**Reading text:**

In response to the devastation the city received an outpouring of private donations and millions of dollars of federal aide. It was able complete a part of its 1949 master plan by clearing the area around the creek and making the floodplain a park. Homes were rebuilt and Rushmore Plaza Civic Center as well as a new high school were constructed.

More Wiki: In 1980 in United States v. Sioux Nation of Indians, the Supreme Court of the United States ruled that the Federal government of the United States had illegally stolen the Black Hills from the Sioux people when the government unilaterally broke the treaty that guaranteed the Black Hills belonged to the Sioux. As a result of this ruling, the federal government offered a financial settlement, but the Lakota Sioux declined on principle: that the theft of their land should not be validated. They still demand the return of the land. The settlement funds accrue interest.[12] This land includes Rapid City, which is by far the largest modern settlement in the Black Hills. As of 2019, the dispute has not been settled.

In the 1980s, tourism increased again, as the city hosted the annual Sturgis Motorcycle Rally. Places of interest include Dinosaur Park, Hart Ranch, Reptile Gardens, Bear Country USA, Storybook Island, Watiki Waterpark, as well as Canyon Lake Park and the Berlin Wall in Memorial Park. Rapid City is just a short drive to Custer, Custer State Park, Mt. Rushmore, Hill City and numerous lakes that provide water sports, fishing and swimming to boot! Today, Rapid City is South Dakota’s primary city for tourism and recreation. Oh, I forgot to mention Badlands National Park and the infamous Wall Drug Store, located about an hour south of town. Geez, there’s just so much to see and do here…..

The 1880 Train

We took a ride to Hill City (948 souls). We had passed through the town on our way to Rapid City and it’s downtown looked interesting. The town, established in 1876, is the oldest existing city in Pennington County. As mining waned tourism and timber became increasingly important industries. Now a tourist attraction, the 1880 Train carries passengers from Hill City to Keystone on the old Central Line.

From Hill City we completed the loop driving Highway 385 and 44, stopping at two lakes- Sheridan, then Pactola. It’s 9:30 in the morning and both already have a lot of people set up to enjoy this Saturday of Labor Day Weekend. Sheridan Lake had a really nice picnic area on its south shore. Pactola was packed (pun intended) with power boats and pontoon boats, and families with a lot of small children.

We’ve seen more than a few banners, flags and shops in Wyoming and now South Dakota promoting a candidate for the Presidency of the United States. I thought I’d share a couple of photos with y’all so you can ponder which candidate might be most preferred in these two Plains states.

Tomorrow is Labor Day and Get Away Day. We are heading east, weather permitting. Rain in the lower elevations, snow in the upper and the temps are going to drop 50 degrees. Yikes!

Dataset rows

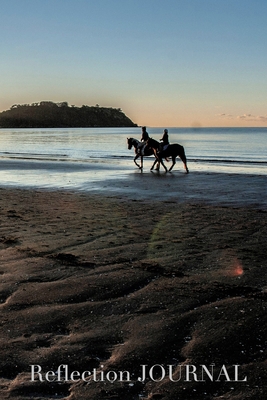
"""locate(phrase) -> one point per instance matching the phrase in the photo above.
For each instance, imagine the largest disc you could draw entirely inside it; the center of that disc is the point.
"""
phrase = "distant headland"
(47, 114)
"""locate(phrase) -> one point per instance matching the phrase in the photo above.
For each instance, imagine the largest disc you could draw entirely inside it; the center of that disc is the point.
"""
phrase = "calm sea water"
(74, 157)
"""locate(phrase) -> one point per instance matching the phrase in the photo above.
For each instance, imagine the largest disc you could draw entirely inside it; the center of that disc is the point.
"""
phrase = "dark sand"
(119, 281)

* * *

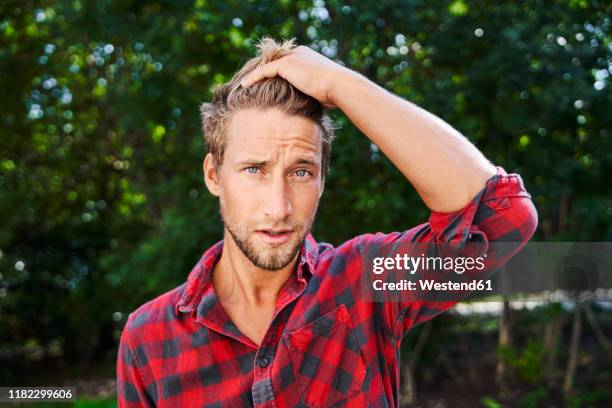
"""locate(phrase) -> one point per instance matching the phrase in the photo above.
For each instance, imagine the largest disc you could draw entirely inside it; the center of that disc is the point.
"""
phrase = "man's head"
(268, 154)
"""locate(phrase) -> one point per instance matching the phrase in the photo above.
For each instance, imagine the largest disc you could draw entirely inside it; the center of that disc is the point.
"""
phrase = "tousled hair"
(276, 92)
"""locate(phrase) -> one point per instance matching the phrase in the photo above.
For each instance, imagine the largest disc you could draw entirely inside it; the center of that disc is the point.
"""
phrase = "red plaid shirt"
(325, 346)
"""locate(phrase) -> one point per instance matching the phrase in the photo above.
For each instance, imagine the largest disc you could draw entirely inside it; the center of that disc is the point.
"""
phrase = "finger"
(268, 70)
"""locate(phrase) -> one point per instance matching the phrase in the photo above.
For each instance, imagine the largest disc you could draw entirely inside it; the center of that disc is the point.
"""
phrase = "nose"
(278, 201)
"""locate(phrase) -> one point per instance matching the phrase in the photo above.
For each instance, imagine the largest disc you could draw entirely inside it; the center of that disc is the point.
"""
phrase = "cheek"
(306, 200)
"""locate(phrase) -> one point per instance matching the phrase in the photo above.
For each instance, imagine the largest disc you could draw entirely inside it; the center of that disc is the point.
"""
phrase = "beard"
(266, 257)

**Task details:**
Answer these questions about the travel text above, one per line:
1. In what year did the Supreme Court rule that the Black Hills had been illegally taken from the Sioux?
2. Between which two towns does the 1880 Train carry passengers?
3. Which lake had a really nice picnic area on its south shore?

**Exercise answer:**
1. 1980
2. Hill City and Keystone
3. Sheridan Lake